UK Parliament / Open data

Energy Spending Priorities: Investors and Consumers

I welcome the fact that we are debating these important Energy and Climate Change Committee reports, but as my hon.

Friend the Member for Glasgow North (Patrick Grady) has ably demonstrated, it is a pity that we are doing so tonight when we should be discussing how we spend all the money that the Government spend—it is a whopping figure. There is a tinge of irony in the fact that less than three weeks ago, this country apparently voted to take back control to make this Parliament sovereign once again, and yet we cannot even properly debate how we spend our money.

Of the three reports, the investor confidence report is the critical one. It explodes the myth of the so-called long-term economic plan. The point about rhetoric versus reality is very much borne out. To quote the report, in reference to contracts for difference:

“merely stating that there may be three auctions this Parliament does not constitute a ‘plan’”;

In fairness, the absence of a plan around Brexit makes that look like a detailed, well worked out masterplan, but in reality it is not. All joking aside, the report goes on to say:

“We heard that policy uncertainty was weakening the case for investment in energy in the UK. This could mean that projects become more expensive to deliver—as investors demand a greater return on their investment to compensate for increased risk—or that projects simply do not go ahead. Moreover, any hiatus in energy investment could undermine the UK’s ability to meet climate, energy security and affordability objectives.”

THE RECORDS |
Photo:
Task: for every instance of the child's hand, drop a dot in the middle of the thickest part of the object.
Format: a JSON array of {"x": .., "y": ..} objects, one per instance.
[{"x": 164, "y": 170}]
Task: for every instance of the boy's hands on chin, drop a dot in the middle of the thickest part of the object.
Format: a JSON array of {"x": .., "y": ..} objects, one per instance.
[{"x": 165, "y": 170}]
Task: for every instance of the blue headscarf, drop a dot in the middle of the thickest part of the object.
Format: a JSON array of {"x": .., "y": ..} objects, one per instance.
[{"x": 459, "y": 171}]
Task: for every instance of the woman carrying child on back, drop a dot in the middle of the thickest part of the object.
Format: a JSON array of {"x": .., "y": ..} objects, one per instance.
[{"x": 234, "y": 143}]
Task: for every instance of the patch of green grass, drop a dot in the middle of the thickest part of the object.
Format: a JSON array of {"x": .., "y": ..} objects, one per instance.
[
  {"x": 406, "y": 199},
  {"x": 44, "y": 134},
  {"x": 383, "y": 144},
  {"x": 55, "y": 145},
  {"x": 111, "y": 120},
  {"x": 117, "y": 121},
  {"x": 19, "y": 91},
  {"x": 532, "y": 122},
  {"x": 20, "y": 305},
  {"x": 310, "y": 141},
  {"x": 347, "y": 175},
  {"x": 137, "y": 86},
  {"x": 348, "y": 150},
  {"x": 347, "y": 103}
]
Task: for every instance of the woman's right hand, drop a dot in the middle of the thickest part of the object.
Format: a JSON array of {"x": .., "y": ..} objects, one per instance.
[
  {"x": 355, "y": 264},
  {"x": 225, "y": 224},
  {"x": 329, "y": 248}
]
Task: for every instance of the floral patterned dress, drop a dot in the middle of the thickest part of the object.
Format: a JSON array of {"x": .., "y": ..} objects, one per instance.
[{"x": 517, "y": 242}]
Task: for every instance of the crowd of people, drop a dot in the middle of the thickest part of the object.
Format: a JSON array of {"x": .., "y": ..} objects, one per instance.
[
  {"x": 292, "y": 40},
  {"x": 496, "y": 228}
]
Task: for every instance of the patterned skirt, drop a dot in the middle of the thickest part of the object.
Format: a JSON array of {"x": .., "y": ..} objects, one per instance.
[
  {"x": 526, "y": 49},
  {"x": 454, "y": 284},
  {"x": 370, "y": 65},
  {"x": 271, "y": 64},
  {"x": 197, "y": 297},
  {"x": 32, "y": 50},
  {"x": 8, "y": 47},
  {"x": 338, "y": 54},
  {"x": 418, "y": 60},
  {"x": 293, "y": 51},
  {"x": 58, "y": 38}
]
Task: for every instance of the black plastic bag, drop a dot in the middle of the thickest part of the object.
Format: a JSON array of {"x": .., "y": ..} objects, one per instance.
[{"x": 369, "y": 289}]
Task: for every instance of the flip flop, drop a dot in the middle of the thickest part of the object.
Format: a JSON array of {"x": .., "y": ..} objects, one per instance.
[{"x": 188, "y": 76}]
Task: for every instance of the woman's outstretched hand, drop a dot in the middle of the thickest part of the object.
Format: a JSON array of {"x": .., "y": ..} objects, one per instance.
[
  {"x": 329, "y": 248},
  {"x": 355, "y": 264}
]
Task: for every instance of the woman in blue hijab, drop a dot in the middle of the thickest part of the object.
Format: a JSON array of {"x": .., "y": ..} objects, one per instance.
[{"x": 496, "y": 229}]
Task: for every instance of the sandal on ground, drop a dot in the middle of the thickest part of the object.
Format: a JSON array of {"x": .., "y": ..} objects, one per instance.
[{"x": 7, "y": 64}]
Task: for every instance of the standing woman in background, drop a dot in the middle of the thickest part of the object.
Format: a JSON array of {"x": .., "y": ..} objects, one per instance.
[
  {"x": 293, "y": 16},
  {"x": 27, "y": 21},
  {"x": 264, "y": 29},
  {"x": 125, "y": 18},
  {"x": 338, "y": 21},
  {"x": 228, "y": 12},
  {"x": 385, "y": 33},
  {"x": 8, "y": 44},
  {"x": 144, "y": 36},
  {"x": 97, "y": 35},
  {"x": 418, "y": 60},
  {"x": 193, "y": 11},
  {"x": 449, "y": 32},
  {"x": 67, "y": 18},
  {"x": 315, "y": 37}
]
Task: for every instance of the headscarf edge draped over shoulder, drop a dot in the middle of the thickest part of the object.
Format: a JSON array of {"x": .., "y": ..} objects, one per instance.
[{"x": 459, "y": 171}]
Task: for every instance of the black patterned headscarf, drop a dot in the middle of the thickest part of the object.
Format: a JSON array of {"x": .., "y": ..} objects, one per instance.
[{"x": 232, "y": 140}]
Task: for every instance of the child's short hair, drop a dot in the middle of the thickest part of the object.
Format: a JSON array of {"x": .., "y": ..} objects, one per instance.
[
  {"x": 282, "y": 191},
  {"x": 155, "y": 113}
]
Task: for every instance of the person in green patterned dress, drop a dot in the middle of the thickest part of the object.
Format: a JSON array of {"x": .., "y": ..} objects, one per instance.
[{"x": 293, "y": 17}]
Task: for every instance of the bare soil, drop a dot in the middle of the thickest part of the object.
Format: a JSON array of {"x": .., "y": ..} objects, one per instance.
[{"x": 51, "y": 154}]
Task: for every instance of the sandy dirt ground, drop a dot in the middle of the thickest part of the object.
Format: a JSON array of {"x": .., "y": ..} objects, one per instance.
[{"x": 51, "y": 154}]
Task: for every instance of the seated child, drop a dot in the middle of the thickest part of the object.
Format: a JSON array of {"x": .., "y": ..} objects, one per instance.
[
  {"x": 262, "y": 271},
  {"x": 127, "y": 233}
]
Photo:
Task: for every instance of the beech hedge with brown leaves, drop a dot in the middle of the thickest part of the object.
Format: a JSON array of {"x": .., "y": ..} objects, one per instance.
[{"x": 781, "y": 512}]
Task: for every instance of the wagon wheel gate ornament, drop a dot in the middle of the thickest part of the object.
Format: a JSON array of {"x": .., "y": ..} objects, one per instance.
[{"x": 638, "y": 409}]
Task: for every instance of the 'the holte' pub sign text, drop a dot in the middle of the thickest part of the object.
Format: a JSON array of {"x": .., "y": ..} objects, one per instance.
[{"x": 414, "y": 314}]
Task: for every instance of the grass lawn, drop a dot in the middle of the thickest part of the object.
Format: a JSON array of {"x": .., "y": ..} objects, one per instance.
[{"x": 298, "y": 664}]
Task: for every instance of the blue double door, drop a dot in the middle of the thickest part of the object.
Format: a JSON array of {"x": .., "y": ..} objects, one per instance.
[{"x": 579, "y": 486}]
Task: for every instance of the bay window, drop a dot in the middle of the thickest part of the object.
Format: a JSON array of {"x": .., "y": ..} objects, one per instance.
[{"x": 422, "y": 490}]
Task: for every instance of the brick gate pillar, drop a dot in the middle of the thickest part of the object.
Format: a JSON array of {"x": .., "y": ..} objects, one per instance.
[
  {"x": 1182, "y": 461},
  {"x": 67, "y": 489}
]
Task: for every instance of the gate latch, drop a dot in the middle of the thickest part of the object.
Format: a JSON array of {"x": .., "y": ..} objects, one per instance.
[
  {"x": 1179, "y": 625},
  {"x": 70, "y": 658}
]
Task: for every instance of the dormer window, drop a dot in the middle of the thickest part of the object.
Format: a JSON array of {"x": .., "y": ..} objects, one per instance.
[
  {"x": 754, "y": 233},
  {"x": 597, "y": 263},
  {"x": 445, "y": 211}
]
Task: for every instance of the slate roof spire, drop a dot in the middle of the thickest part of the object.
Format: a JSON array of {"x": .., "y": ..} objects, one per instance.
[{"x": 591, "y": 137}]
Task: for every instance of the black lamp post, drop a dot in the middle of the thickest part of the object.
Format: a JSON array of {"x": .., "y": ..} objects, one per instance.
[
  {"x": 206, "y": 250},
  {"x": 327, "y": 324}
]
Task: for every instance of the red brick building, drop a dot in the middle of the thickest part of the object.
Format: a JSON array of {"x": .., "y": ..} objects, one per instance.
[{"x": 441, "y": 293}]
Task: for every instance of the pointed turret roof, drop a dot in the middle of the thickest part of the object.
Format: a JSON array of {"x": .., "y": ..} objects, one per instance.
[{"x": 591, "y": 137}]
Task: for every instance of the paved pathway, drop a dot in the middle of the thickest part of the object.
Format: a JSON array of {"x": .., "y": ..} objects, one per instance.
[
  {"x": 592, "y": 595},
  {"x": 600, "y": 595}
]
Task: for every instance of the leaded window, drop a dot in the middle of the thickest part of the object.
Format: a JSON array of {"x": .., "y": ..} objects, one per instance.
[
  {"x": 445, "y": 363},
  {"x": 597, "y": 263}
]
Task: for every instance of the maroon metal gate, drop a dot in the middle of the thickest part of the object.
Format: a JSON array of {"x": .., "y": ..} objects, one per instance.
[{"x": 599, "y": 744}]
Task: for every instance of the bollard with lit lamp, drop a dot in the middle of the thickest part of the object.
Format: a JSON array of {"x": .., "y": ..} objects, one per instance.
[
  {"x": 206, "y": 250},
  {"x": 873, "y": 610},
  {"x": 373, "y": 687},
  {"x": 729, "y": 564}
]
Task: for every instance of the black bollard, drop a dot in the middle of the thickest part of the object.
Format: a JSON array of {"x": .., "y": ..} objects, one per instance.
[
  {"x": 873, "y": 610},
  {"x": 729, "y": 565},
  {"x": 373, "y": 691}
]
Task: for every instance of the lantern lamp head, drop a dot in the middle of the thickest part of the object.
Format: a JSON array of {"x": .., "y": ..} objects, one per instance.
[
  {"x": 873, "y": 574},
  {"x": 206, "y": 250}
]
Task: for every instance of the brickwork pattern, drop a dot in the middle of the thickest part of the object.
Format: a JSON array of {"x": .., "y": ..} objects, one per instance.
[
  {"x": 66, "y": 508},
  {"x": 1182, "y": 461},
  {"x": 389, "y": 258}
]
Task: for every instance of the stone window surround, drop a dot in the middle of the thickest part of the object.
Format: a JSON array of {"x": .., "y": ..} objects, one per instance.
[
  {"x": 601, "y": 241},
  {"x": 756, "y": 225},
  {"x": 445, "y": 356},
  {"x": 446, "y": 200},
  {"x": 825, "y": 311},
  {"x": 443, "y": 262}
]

REQUESTS |
- 1) Reproduce verbatim the part of the Energy Spending Priorities debate text that opens with the words containing "UK Parliament /" and closes with "spend our money.".
- 2) In the records, rewrite the part that opens with the line containing "Task: for every instance of the lantern" and runs through the end of the records, putting "widest part" in place of "thickest part" and leaving everything else as it is.
The records are unrelated to the Energy Spending Priorities debate text.

PROBLEM SOLUTIONS |
- 1)
UK Parliament / Open data

Energy Spending Priorities: Investors and Consumers

I welcome the fact that we are debating these important Energy and Climate Change Committee reports, but as my hon.

Friend the Member for Glasgow North (Patrick Grady) has ably demonstrated, it is a pity that we are doing so tonight when we should be discussing how we spend all the money that the Government spend—it is a whopping figure. There is a tinge of irony in the fact that less than three weeks ago, this country apparently voted to take back control to make this Parliament sovereign once again, and yet we cannot even properly debate how we spend our money.

- 2)
Task: for every instance of the lantern lamp head, drop a dot in the middle of the widest part of the object.
Format: a JSON array of {"x": .., "y": ..} objects, one per instance.
[
  {"x": 873, "y": 574},
  {"x": 206, "y": 250}
]
Task: for every instance of the brickwork pattern, drop a dot in the middle of the widest part of the object.
Format: a JSON array of {"x": .., "y": ..} objects, one per instance.
[
  {"x": 66, "y": 508},
  {"x": 1182, "y": 461},
  {"x": 389, "y": 258}
]
Task: for every instance of the stone window surround, drop a dot in the middle of the widest part of the object.
Format: a JSON array of {"x": .., "y": ..} objects, one per instance.
[
  {"x": 601, "y": 241},
  {"x": 756, "y": 225},
  {"x": 445, "y": 356},
  {"x": 446, "y": 200},
  {"x": 825, "y": 311},
  {"x": 443, "y": 262}
]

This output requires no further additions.